BEGIN GIVEN DATA

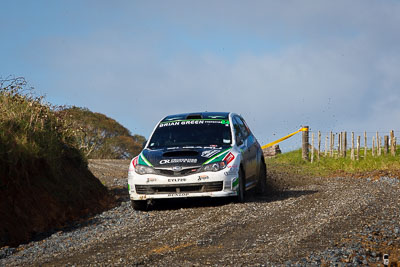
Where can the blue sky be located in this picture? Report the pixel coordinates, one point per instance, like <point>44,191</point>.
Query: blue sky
<point>332,65</point>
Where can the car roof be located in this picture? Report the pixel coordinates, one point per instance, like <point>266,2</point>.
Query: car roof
<point>197,115</point>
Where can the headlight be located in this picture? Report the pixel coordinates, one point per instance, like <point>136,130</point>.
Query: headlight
<point>213,167</point>
<point>142,169</point>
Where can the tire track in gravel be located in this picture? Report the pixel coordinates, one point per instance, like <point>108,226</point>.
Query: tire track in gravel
<point>288,225</point>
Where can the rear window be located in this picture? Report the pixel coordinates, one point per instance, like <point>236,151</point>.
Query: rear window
<point>196,132</point>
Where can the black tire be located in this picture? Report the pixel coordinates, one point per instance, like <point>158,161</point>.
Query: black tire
<point>241,197</point>
<point>140,205</point>
<point>262,179</point>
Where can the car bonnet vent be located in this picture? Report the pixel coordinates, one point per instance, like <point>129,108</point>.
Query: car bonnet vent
<point>194,116</point>
<point>181,153</point>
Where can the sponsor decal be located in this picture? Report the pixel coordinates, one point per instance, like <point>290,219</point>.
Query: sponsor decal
<point>210,153</point>
<point>192,122</point>
<point>135,161</point>
<point>218,157</point>
<point>170,161</point>
<point>177,168</point>
<point>203,178</point>
<point>176,180</point>
<point>178,195</point>
<point>151,179</point>
<point>228,158</point>
<point>232,171</point>
<point>235,183</point>
<point>143,161</point>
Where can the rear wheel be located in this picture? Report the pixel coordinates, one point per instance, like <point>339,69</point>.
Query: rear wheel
<point>262,179</point>
<point>241,197</point>
<point>140,205</point>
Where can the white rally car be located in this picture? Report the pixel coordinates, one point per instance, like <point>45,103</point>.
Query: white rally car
<point>207,154</point>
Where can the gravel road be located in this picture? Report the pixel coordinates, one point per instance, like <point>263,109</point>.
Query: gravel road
<point>336,221</point>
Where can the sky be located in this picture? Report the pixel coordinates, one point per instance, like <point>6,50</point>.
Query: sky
<point>330,65</point>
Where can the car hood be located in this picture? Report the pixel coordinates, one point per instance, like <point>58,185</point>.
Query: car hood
<point>183,156</point>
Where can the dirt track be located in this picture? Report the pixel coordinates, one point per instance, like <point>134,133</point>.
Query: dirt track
<point>318,221</point>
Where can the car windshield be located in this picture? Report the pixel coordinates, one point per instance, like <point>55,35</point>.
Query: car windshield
<point>196,132</point>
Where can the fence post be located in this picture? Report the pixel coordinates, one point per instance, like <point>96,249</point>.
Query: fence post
<point>326,145</point>
<point>373,146</point>
<point>352,146</point>
<point>386,145</point>
<point>392,147</point>
<point>319,144</point>
<point>312,147</point>
<point>305,144</point>
<point>344,144</point>
<point>365,144</point>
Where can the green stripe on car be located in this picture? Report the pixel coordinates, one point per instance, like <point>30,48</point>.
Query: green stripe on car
<point>218,157</point>
<point>143,161</point>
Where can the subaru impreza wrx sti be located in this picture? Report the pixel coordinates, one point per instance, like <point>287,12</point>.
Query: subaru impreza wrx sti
<point>207,154</point>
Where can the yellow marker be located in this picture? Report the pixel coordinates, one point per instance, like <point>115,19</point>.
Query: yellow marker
<point>286,137</point>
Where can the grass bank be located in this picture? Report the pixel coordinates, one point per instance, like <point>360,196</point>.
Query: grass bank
<point>44,179</point>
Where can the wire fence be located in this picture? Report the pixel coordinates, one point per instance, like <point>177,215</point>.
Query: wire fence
<point>356,145</point>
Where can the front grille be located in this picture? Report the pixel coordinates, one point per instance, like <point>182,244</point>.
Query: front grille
<point>183,172</point>
<point>179,188</point>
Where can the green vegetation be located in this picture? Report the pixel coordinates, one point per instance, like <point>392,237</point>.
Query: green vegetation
<point>30,129</point>
<point>44,179</point>
<point>101,137</point>
<point>328,166</point>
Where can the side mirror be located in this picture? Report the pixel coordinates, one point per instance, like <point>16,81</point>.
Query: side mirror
<point>239,141</point>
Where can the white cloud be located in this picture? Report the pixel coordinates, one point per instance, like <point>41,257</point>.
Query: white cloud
<point>336,65</point>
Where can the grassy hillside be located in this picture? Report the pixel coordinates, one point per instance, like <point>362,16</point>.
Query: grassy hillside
<point>44,179</point>
<point>101,137</point>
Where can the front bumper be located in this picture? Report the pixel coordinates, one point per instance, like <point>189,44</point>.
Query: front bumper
<point>207,184</point>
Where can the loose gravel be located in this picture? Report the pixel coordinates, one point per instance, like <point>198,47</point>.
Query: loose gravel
<point>331,222</point>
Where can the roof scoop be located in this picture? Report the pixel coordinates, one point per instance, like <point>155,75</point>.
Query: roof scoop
<point>181,153</point>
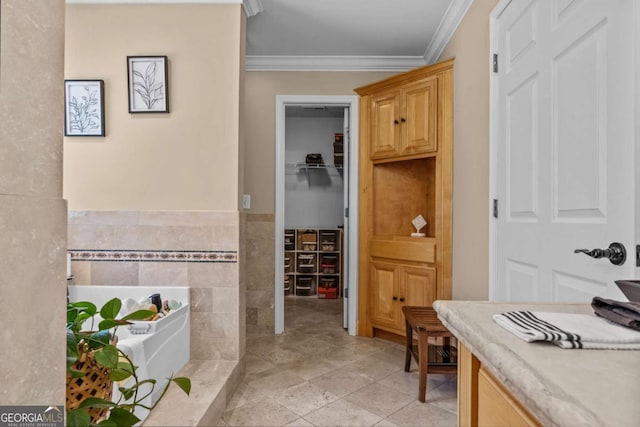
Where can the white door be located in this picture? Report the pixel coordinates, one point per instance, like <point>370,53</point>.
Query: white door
<point>345,235</point>
<point>562,147</point>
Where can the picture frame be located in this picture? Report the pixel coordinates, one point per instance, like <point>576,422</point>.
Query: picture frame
<point>148,83</point>
<point>84,108</point>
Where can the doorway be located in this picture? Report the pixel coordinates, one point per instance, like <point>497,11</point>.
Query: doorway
<point>301,106</point>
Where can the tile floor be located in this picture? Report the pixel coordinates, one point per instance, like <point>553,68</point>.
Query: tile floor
<point>315,374</point>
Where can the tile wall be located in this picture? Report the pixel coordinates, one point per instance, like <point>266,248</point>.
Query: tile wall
<point>260,242</point>
<point>202,250</point>
<point>32,211</point>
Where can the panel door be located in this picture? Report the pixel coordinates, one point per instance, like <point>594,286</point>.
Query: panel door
<point>418,286</point>
<point>565,144</point>
<point>385,125</point>
<point>384,293</point>
<point>418,121</point>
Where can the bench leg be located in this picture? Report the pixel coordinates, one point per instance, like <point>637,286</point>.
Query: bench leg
<point>409,337</point>
<point>423,364</point>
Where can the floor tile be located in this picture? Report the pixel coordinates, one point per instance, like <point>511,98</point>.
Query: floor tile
<point>263,413</point>
<point>316,374</point>
<point>373,368</point>
<point>423,414</point>
<point>311,367</point>
<point>300,422</point>
<point>379,399</point>
<point>304,398</point>
<point>342,413</point>
<point>342,381</point>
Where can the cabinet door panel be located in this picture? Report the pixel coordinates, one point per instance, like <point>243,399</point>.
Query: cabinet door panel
<point>419,285</point>
<point>385,132</point>
<point>420,111</point>
<point>384,287</point>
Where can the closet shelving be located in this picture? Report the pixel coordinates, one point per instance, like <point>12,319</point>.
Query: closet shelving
<point>312,261</point>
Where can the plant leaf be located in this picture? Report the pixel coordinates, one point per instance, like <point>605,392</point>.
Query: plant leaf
<point>72,313</point>
<point>107,356</point>
<point>78,418</point>
<point>98,339</point>
<point>111,309</point>
<point>127,393</point>
<point>139,315</point>
<point>75,374</point>
<point>72,349</point>
<point>86,306</point>
<point>122,418</point>
<point>184,383</point>
<point>119,374</point>
<point>96,402</point>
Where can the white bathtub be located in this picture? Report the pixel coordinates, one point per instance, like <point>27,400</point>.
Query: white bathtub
<point>159,348</point>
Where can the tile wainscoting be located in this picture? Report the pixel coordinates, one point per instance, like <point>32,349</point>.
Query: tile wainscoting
<point>260,257</point>
<point>202,250</point>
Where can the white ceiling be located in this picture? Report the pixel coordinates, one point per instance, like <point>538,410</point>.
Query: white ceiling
<point>389,35</point>
<point>340,35</point>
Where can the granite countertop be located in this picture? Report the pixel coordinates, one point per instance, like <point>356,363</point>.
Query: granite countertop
<point>560,387</point>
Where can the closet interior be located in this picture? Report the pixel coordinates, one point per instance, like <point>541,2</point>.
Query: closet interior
<point>314,201</point>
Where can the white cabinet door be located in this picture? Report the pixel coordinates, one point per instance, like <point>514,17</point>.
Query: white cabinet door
<point>563,147</point>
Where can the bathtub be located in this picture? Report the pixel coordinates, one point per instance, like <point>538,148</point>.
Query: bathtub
<point>158,348</point>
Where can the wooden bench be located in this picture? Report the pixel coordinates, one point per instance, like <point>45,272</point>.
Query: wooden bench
<point>424,321</point>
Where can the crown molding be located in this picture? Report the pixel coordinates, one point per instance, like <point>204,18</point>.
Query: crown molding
<point>331,63</point>
<point>252,7</point>
<point>448,25</point>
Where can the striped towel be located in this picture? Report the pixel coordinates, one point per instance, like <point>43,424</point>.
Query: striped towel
<point>569,330</point>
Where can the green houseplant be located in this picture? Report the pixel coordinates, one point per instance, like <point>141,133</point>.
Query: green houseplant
<point>94,363</point>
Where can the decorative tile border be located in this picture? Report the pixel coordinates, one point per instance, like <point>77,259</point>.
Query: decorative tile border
<point>152,256</point>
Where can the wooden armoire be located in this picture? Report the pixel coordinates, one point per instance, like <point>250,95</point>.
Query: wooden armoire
<point>405,160</point>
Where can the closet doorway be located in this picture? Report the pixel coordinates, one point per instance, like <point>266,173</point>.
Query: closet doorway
<point>317,196</point>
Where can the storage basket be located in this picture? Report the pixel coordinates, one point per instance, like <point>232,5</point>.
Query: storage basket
<point>306,268</point>
<point>328,293</point>
<point>328,246</point>
<point>328,282</point>
<point>328,269</point>
<point>306,259</point>
<point>308,237</point>
<point>309,246</point>
<point>94,383</point>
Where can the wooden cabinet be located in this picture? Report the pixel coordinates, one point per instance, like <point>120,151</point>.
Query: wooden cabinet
<point>403,121</point>
<point>405,157</point>
<point>394,285</point>
<point>485,401</point>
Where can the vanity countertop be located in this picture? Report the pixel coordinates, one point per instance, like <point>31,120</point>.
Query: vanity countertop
<point>560,387</point>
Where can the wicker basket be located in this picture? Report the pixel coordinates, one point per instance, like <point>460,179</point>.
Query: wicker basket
<point>94,383</point>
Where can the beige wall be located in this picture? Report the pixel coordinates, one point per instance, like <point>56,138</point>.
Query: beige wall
<point>164,182</point>
<point>470,47</point>
<point>261,90</point>
<point>33,215</point>
<point>185,160</point>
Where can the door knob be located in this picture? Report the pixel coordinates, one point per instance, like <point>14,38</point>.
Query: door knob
<point>616,253</point>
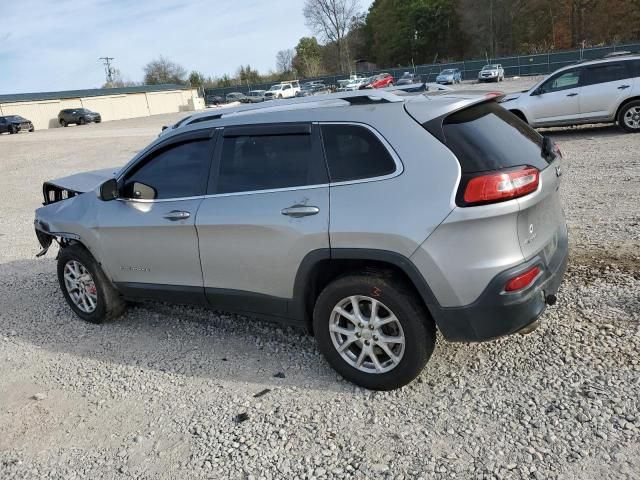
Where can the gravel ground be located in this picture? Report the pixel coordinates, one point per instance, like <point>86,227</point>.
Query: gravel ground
<point>180,392</point>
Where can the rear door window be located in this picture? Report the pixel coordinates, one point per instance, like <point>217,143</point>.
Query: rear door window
<point>354,152</point>
<point>607,72</point>
<point>268,157</point>
<point>486,137</point>
<point>564,81</point>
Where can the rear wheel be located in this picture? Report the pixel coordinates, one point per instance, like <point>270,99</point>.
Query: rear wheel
<point>629,117</point>
<point>86,288</point>
<point>373,330</point>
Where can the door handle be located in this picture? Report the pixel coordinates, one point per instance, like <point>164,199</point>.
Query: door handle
<point>299,211</point>
<point>175,215</point>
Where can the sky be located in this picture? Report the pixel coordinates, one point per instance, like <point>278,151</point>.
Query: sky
<point>51,45</point>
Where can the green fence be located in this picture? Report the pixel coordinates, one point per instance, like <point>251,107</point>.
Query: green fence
<point>522,65</point>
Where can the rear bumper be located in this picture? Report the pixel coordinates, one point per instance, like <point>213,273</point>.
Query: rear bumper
<point>497,313</point>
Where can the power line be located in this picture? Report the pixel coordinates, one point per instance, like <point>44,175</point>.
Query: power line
<point>108,69</point>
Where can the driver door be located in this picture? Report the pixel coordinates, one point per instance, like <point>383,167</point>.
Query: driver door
<point>147,236</point>
<point>558,99</point>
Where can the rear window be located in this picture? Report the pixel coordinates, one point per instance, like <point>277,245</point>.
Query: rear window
<point>487,137</point>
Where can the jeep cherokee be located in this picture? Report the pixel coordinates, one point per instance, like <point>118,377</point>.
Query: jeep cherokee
<point>372,218</point>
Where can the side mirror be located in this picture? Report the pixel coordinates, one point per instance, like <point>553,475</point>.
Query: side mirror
<point>109,190</point>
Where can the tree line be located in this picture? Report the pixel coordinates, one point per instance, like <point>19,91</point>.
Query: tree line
<point>396,33</point>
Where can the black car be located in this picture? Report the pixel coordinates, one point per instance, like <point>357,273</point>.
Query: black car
<point>15,124</point>
<point>79,116</point>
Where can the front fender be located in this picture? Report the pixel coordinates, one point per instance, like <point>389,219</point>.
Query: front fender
<point>70,219</point>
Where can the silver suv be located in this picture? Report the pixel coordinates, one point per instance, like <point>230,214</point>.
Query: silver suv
<point>598,91</point>
<point>372,218</point>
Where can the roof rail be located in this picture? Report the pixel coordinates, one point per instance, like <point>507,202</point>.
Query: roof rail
<point>359,97</point>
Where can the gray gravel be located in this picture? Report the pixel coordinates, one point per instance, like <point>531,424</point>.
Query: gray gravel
<point>169,392</point>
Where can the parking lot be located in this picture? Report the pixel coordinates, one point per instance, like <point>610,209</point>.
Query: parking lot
<point>183,392</point>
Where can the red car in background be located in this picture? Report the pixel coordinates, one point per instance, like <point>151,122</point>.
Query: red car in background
<point>381,80</point>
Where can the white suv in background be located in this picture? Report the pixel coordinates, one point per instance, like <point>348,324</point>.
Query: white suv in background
<point>283,90</point>
<point>597,91</point>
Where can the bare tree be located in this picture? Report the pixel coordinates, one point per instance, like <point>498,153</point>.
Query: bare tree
<point>163,70</point>
<point>284,60</point>
<point>331,20</point>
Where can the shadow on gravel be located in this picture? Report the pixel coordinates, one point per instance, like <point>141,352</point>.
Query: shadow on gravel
<point>183,340</point>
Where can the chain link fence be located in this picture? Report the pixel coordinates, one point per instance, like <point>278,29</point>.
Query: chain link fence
<point>521,65</point>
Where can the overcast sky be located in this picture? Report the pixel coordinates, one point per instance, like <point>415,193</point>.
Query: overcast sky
<point>49,45</point>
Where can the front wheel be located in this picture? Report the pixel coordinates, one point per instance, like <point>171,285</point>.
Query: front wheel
<point>629,117</point>
<point>373,330</point>
<point>85,287</point>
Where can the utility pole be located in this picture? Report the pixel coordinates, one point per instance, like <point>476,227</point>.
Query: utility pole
<point>108,69</point>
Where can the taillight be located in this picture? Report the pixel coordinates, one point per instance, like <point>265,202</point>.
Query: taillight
<point>500,186</point>
<point>522,281</point>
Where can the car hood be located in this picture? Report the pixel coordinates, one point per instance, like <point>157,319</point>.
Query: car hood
<point>84,182</point>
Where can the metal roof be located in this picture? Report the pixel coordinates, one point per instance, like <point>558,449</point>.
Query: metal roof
<point>96,92</point>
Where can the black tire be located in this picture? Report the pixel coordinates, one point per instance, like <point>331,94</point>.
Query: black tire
<point>400,298</point>
<point>109,304</point>
<point>626,108</point>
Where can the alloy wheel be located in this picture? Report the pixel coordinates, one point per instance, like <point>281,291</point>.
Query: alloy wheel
<point>632,118</point>
<point>367,334</point>
<point>80,286</point>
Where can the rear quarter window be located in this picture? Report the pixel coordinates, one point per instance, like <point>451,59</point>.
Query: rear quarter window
<point>486,137</point>
<point>354,152</point>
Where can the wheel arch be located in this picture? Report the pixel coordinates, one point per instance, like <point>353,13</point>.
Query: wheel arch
<point>623,104</point>
<point>321,267</point>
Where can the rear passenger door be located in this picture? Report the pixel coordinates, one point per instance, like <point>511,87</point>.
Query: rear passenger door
<point>267,207</point>
<point>604,87</point>
<point>557,100</point>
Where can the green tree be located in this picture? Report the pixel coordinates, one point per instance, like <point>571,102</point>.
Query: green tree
<point>308,57</point>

END GIVEN DATA

TASK PROMPT:
What is needed is an exact copy of the lines above, from the one containing "Query: parking lot" through the one containing "Where can the bare", with nothing added.

RESULT FOR THIS TASK:
Query: parking lot
<point>183,392</point>
Where can the red car in background be located in this picture? Report the pixel coordinates, one point per instance, like <point>151,122</point>.
Query: red car in background
<point>381,80</point>
Where can the white suv in background be located in this picture? Report the pixel coordinates, one point per instance, like <point>348,324</point>.
Query: white suv in background
<point>283,90</point>
<point>597,91</point>
Where can the bare tree be located in this picture? Report the pixel coordinates, one point per instance, like <point>498,153</point>.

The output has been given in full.